| Job |
Write out every entry exactly as it appears.

| Data rows |
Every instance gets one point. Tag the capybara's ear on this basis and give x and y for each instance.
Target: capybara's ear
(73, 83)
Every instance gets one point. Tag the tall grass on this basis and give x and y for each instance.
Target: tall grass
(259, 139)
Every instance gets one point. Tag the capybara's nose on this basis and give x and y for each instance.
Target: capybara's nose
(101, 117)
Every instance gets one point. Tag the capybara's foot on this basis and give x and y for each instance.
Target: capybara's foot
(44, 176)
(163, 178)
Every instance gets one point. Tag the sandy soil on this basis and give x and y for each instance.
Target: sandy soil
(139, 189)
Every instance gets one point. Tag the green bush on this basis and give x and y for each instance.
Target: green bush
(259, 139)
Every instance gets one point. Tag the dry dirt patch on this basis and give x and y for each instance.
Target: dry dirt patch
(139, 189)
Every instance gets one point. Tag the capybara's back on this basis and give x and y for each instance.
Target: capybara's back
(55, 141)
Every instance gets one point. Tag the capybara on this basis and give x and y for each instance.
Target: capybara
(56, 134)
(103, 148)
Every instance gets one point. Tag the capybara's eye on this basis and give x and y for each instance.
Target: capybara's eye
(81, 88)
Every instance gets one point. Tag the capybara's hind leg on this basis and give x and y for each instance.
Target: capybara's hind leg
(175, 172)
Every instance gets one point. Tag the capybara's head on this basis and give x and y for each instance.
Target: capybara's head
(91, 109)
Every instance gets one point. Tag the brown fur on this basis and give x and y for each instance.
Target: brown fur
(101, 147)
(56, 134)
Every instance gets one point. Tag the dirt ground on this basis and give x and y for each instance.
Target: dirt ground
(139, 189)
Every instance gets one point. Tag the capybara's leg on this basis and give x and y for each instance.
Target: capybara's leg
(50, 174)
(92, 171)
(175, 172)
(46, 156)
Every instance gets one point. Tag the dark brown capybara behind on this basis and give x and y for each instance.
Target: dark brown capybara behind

| Correct answer |
Every instance gets one point. Tag the capybara's ear on this basis and give x and y for each instance.
Target: capybara's ear
(73, 83)
Every instance gets one point. Tag the tall grass on this basis and give x and y for each instance.
Target: tall grass
(259, 139)
Every instance gets one point. Tag the capybara's nose on this basis and give x and y for each instance.
Target: capybara's nose
(101, 117)
Every instance gets one point. Tag the capybara's foot on this basis and give x and y for each instance.
Target: capybara's foot
(44, 176)
(163, 178)
Every instance gets one point. Tag the sandy soil on this basis and give x and y for each instance.
Target: sandy soil
(139, 189)
Every instance gets one point. Tag the green bush on this basis and give x and y for each instance.
Target: green bush
(259, 139)
Every instance gets one point. Tag the dry dirt patch on this basis and give x and y for each instance.
Target: dry dirt patch
(139, 189)
Every instance gets one point. Tag the capybara's back on this basis and give x and y for each instance.
Target: capybara's back
(55, 141)
Every instance gets one point. Tag the capybara on this basis and give x and y for each instance.
Target: capybara
(56, 134)
(103, 148)
Every instance gets one point. Tag the capybara's eye on this basis and give x and y for each instance.
Target: capybara's eye
(81, 88)
Every instance gets one point. Tag the capybara's hind leg on this basis and give x and y for each instance.
Target: capybara's hind leg
(175, 172)
Every instance gets one point. Tag the capybara's head on this basis and give x and y for each instance.
Target: capybara's head
(91, 109)
Every instance gets one point. Tag the brown fur on this basis and give x and y for each instance.
Target: brown fur
(101, 147)
(56, 134)
Every instance gets one point. Tag the dirt ground on this basis and give x and y for each instance.
Target: dirt ground
(139, 189)
Every instance gets one point. Tag the capybara's leg on this basis and give x and y for each instance.
Target: capybara's leg
(50, 174)
(92, 171)
(175, 172)
(46, 156)
Every instance gets one point. Tag the dark brown capybara behind on this basis and give x and y for each instance.
Target: dark brown capybara behind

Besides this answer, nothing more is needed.